| Assignment |
Would you transcribe word for word every line from the one containing "Practice. For this step, pick out the white office" to the end of the data, both ends included, and leave out the rest?

| Exercise material |
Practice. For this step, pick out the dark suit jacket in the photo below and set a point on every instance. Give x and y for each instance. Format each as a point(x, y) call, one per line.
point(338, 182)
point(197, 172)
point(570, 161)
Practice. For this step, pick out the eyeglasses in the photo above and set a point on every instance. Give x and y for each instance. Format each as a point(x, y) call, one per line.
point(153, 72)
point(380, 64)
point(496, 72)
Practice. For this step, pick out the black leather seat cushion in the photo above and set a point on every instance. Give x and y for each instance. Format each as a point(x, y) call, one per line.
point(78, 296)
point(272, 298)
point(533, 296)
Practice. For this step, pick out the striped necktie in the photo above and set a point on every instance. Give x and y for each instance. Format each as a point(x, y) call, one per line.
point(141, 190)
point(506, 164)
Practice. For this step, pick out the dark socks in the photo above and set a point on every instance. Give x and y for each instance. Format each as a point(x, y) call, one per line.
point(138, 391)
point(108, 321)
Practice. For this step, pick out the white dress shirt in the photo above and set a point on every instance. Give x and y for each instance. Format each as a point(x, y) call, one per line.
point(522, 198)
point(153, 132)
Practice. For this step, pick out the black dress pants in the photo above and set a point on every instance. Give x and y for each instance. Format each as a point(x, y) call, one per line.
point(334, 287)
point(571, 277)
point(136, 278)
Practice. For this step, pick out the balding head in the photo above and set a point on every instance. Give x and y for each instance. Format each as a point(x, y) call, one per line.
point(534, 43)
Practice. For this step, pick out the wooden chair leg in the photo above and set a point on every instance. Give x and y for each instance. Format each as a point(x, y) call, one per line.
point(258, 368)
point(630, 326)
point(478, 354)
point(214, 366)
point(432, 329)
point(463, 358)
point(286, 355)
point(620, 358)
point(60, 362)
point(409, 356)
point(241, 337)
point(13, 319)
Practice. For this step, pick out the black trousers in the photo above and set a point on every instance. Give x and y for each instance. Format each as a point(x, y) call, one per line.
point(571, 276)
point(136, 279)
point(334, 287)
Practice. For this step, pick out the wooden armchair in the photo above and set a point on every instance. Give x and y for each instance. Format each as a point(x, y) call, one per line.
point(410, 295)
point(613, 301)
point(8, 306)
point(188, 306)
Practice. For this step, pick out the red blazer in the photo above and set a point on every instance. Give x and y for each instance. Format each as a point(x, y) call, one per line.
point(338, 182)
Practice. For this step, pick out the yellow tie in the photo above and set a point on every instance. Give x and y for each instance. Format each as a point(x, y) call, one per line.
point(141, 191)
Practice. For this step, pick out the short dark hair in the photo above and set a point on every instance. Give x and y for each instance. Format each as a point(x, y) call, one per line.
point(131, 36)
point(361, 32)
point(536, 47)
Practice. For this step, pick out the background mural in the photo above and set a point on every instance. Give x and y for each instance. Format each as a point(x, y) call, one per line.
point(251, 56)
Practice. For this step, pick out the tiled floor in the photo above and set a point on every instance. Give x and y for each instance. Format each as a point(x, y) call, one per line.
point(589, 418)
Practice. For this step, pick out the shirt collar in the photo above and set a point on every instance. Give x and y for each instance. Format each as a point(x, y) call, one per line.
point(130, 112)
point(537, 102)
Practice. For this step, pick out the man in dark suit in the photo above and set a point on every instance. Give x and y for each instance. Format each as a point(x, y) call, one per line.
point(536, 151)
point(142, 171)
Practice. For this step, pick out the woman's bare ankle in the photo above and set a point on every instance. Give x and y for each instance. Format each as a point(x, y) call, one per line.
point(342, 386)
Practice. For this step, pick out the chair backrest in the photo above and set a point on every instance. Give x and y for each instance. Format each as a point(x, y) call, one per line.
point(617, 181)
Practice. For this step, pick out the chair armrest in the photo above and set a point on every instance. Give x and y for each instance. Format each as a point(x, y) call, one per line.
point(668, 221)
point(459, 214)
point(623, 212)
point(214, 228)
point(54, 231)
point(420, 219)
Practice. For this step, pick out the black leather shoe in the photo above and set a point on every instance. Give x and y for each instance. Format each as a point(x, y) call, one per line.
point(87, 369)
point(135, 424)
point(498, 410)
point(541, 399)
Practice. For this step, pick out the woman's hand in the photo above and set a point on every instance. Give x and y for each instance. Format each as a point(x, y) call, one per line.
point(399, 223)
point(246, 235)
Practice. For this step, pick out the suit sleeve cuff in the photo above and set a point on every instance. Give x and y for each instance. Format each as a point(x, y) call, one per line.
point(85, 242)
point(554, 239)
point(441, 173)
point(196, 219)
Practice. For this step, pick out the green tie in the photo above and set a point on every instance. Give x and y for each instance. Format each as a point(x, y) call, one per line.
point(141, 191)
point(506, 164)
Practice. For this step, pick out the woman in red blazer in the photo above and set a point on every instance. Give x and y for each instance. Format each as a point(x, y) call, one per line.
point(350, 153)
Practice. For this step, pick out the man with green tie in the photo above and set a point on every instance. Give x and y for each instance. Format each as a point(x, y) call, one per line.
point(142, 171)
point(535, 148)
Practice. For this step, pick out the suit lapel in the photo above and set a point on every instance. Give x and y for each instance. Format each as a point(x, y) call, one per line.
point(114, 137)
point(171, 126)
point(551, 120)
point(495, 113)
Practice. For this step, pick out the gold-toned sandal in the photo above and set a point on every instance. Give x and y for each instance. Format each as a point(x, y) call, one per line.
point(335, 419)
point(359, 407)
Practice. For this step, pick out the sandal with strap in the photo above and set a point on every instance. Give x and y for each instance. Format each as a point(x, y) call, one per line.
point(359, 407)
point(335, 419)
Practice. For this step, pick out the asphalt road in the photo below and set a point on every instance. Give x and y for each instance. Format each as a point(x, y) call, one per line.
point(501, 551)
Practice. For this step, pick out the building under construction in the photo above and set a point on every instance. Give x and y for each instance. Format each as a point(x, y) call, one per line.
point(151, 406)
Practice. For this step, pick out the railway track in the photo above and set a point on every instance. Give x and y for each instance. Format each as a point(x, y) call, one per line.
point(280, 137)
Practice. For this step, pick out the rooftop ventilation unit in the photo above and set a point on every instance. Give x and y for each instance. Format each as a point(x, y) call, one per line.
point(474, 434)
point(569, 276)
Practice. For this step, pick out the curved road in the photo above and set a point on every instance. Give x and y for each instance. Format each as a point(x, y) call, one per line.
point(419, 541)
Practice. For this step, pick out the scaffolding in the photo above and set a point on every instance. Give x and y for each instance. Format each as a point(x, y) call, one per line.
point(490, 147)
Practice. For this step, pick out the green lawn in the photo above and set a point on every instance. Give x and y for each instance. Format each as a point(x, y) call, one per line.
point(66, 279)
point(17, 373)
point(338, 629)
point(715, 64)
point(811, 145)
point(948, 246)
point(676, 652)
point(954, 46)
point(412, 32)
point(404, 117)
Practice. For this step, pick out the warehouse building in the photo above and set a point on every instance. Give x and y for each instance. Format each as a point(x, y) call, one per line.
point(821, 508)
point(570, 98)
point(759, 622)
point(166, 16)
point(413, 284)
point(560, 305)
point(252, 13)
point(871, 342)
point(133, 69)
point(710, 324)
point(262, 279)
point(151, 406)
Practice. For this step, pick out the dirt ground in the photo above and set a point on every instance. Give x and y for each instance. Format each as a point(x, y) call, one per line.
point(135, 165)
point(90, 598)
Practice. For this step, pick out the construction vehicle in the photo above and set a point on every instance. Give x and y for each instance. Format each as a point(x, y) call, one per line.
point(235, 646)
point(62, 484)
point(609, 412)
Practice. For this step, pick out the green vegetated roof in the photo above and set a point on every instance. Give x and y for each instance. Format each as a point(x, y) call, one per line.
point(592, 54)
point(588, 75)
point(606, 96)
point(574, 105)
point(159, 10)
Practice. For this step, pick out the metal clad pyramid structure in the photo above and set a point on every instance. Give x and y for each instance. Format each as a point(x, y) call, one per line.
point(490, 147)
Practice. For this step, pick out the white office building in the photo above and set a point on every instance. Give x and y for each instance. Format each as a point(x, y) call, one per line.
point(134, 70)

| Task response |
Practice. For this step, pick out the white office building in the photo above and set a point on every instance. Give x and y for each instance. Format each as a point(x, y) call, one per line.
point(134, 70)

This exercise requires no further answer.